----- TEXT EXTRACT
Edition 2009

DOCUMENT

WITHOUT SANCTUARY, Photographs and postcards of lynchings throughout America

These are photos of my mother’s time, and of her mother’s time, and still, of the first woman in our line to
set foot on Freedom’s Shore. These are the photos that racists took.
Captured in the photos are crimes that no nation could defend: not a nation imperilled by war, or famine, or
under threat of cultural extinction. Yet, white America, for centuries, committed crimes of extreme inhumanity with impunity.
The crimes were premeditated, the perpetrators known. They selected their victims from among the most
defenseless: blacks, Asians, Latinos, women, children. They overwhelmed their victims, at times, in such terrible numbers that all connection to civilisation was severed. The images in the collection reach back to the abolition of slavery, won in 1865, late, and then only by force of war. The pictures are built upon the earlier privileges of
white Americans, who held captive millions of people of African descent to labour under the spectre of death. If we ask the photos, they will speak to us of killings to come. Thus, in each image is a fan of time—held in the past, opening the future. As the tears and anger of the descendents of the victims attest, the cuts are fresh and the lacerations weep.
Photography brought a new realism to America’s centuries of racial ambition. When the modern photographic world opened to Americans of average income, the camera became yet another means to reaffirm blacks as lesser humans. But a dispirited lens focused inward to a dark continent— a sadistic mass in the American soul.
The photographs and postcards exhibited here are the originals, of the period. The images in the exhibition are un-doctored, except for certain colour enhancements the photographers made to increase marketability, and - in a nod to Christian mores—the genitals of the victims are most often obscured. As such, these untouched photos are indisputable evidence of the killings. They track the killers. Even without this material evidence, the killers were well known to the offending communities: they wore no masks, and often worked at the height of noon. The killings were easy to digest; the victims were ‘just niggers.’ The official investigations almost invariably found that the victims, ‘Died at the hands of persons unknown.’
Competent photographers overcame the challenges of unfavourable light, aroused mobs, and inclement weather. Reports say the nights were lit like day with storms of Kodaks flashing that ensnared the corpses and flattened the revellers’ faces. The spectators and the perpetrators wanted more than a memory of the killing; they wanted a keepsake of a once in a life time event. Were it but once. The killings never really stop. The photos provided sufficient status that Americans pasted them in family photo albums, framed and hung them on the walls in their places of business and homes, and featured them prominently in shop vitrines. The postcard of the immolation of Jesse Washington was discovered on a shelf in a work shed, snugly rolled up in a coffee can with a panoramic photo of a Ku Klux Klan rally. I purchased the postcard of the charred corpse of William Stanley from the family of a railroad worker, Joe Meyers, who sent it home with a humorous message for his mom and dad, ‘This is the barbecue we had last night.’
The more enterprising photographers documented the killings in a series of pictures that ‘walked’ the viewer through the hunt, the seizing, the killing. The twelve photos of the Cairo, Illinois, killing of William James in 1909 open with an unflattering, close portrait of James centred in an oval. It culminates with James’ head, unrecognisable as human, skewered to a fence post in the town park.
----------
----- PROVIDED DATA
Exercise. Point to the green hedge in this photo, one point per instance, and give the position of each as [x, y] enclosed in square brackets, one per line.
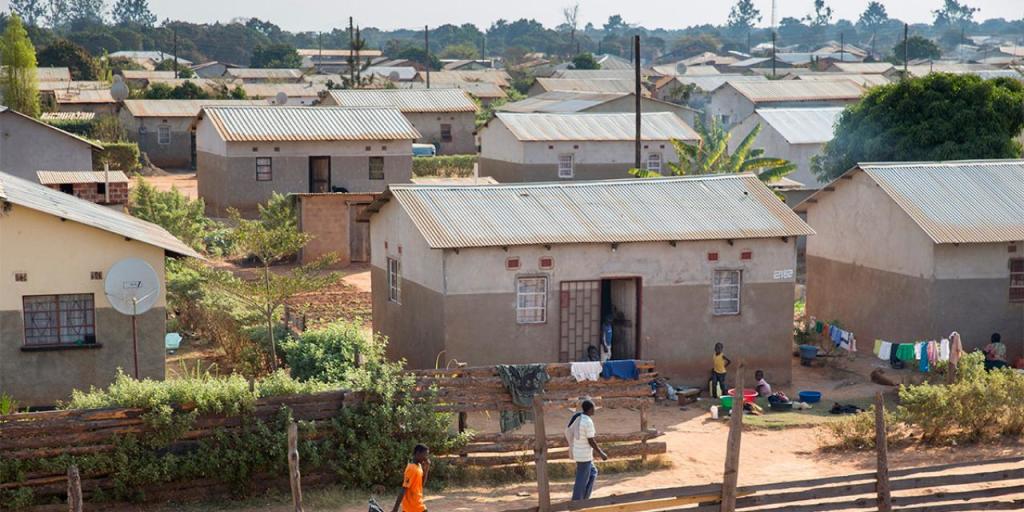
[122, 157]
[450, 165]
----------
▶ [REQUIREMENT 1] Reproduce the passage of the Without Sanctuary essay from "Photography brought a" down to "the American soul.".
▶ [REQUIREMENT 2]
Answer these questions using the Without Sanctuary essay:
(a) In what year was the abolition of slavery won?
(b) How many photos document the Cairo, Illinois, killing of William James?
(c) Who sent home the postcard of William Stanley's corpse?
▶ [REQUIREMENT 3] List the groups that the Without Sanctuary essay names as the most defenseless, from among whom the perpetrators selected their victims.
The lines that come after the Without Sanctuary essay have no connection to it.

▶ [EXERCISE RESULT 1]
Photography brought a new realism to America’s centuries of racial ambition. When the modern photographic world opened to Americans of average income, the camera became yet another means to reaffirm blacks as lesser humans. But a dispirited lens focused inward to a dark continent— a sadistic mass in the American soul.

▶ [EXERCISE RESULT 2]
(a) 1865
(b) Twelve
(c) Joe Meyers, a railroad worker

▶ [EXERCISE RESULT 3] Blacks, Asians, Latinos, women, children